Required work: All the data below needs to be retyped exactly as shown.

(Region pointing data)
—————

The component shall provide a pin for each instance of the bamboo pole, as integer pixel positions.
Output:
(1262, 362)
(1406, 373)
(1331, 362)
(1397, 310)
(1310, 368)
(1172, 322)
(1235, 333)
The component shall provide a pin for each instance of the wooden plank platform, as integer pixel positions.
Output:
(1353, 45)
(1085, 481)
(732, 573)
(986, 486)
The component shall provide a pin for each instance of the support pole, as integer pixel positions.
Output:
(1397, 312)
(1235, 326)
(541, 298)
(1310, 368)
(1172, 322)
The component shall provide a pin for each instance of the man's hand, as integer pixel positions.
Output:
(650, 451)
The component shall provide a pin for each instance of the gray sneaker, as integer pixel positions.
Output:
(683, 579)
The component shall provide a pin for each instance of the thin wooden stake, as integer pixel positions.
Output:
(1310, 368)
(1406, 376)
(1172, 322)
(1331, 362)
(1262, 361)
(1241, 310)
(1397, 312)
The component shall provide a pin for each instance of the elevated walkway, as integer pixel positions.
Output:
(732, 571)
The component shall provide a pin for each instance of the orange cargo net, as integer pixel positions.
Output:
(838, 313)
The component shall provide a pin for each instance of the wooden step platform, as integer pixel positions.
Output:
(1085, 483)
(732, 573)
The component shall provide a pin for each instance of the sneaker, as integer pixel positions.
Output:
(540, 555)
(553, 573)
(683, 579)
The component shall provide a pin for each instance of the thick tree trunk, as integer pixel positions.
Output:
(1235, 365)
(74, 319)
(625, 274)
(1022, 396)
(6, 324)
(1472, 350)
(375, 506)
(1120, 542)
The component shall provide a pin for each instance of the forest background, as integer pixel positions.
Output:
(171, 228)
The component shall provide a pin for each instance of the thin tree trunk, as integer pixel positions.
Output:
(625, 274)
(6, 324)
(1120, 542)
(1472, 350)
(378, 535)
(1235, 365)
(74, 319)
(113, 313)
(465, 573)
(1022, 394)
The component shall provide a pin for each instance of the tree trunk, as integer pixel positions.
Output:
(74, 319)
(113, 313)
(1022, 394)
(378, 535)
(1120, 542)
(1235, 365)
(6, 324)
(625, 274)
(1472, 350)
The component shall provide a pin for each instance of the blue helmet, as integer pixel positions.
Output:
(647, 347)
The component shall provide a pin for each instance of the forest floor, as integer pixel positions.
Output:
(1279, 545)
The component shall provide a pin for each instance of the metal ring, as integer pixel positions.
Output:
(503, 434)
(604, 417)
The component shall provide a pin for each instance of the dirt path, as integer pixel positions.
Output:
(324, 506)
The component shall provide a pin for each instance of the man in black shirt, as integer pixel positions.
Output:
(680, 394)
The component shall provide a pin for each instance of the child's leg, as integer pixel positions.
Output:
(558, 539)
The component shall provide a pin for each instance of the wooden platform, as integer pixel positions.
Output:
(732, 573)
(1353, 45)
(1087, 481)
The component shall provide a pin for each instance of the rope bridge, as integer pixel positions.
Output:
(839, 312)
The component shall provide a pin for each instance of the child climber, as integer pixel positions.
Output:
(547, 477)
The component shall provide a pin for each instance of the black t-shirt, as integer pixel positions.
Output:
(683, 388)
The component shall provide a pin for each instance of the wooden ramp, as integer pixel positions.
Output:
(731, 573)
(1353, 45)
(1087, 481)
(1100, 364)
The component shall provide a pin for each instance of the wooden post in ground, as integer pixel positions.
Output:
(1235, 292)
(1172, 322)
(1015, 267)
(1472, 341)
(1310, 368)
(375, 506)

—————

Answer:
The component shall provide a pin for each instance of the bamboo pole, as integer pixel positions.
Output:
(1262, 362)
(1406, 373)
(1331, 362)
(1397, 310)
(1310, 368)
(1172, 322)
(1235, 333)
The component shall provide a pin for each instance of the wooden plank platform, as integer pixel positions.
Output:
(1353, 45)
(1085, 481)
(732, 573)
(986, 486)
The component shall provide a pin for each instance of the support pole, as integer pixel positions.
Output:
(1397, 312)
(1235, 326)
(541, 298)
(1310, 368)
(1172, 322)
The component shall provide a pin for each instance of the man's hand, as integer pixel positions.
Output:
(650, 451)
The component shall provide a pin for each instance of the gray sneaker, as integer pixel positions.
Output:
(683, 579)
The component shall provide a pin for each instance of the thin wooden stake, as integer pixel positions.
Output:
(1310, 368)
(1406, 376)
(1172, 322)
(1331, 362)
(1262, 361)
(1241, 310)
(1397, 312)
The component shall provide a pin for each instance of the elevated walkway, as integer pixel positions.
Output:
(732, 571)
The component shall provide a pin for each instance of the orange cargo net, as integer pixel positions.
Output:
(838, 313)
The component shall provide a pin for each instance of the wooden step platform, as integer pixel positions.
Output:
(1085, 483)
(732, 573)
The component shall provide a pin for each instance of the sneaker, as integer pixel positions.
Output:
(540, 555)
(553, 573)
(683, 579)
The component shall provide a pin for each instance of the thick tree trunk, as integer pixel positions.
Output:
(1235, 365)
(74, 319)
(625, 274)
(1022, 396)
(6, 324)
(1472, 350)
(375, 506)
(1120, 542)
The component shall provide a pin for each instance of the forest background, as integer pixel positions.
Output:
(171, 228)
The component shall provide a pin for each instance of the thin tree trunk, as integer pixel positions.
Output:
(625, 274)
(6, 324)
(1120, 542)
(1472, 350)
(378, 535)
(1235, 365)
(74, 319)
(113, 313)
(465, 573)
(1022, 394)
The component shall provide a pin for each instance of the tree trunk, as integer pixel positions.
Output:
(74, 319)
(113, 313)
(1022, 394)
(378, 535)
(1120, 542)
(1235, 365)
(6, 324)
(625, 274)
(1472, 350)
The component shall provide a pin for each instance of the blue helmet, as integer pixel positions.
Output:
(647, 347)
The component shall provide a pin for each instance of the forest floor, as integer pixel positions.
Output:
(1279, 545)
The component shall provide a pin for each instance of the metal ring, as integer pixel positions.
Output:
(503, 434)
(604, 417)
The component shall provide a pin for each instance of the dirt path, as integer pixel positions.
Output:
(324, 506)
The component shall provide a pin for each instance of the man in black shirt, as integer pixel positions.
Output:
(680, 394)
The component shall provide a pin for each instance of the child's leg, as integer pixel positions.
Output:
(558, 539)
The component shall provide a pin for each instance of the wooden platform, as integer pixel positions.
Output:
(732, 573)
(1353, 45)
(1087, 481)
The component shall provide a pin for each instance of the rope bridge, as integer pixel positions.
Output:
(839, 312)
The component shall provide a pin for each instance of the child climber, as integer pixel positions.
Output:
(547, 477)
The component shall provide a pin for each instance of the black t-shirt, as integer pixel positions.
Output:
(683, 388)
The component shall provide a pin for each instance of the wooden ramp, as integer pixel positions.
Output:
(731, 573)
(1353, 45)
(1087, 481)
(1100, 364)
The component shall provide a pin for each instance of the wooden post in ground, as integer pixel positions.
Output:
(1235, 292)
(1172, 322)
(1015, 267)
(1472, 341)
(1310, 368)
(375, 506)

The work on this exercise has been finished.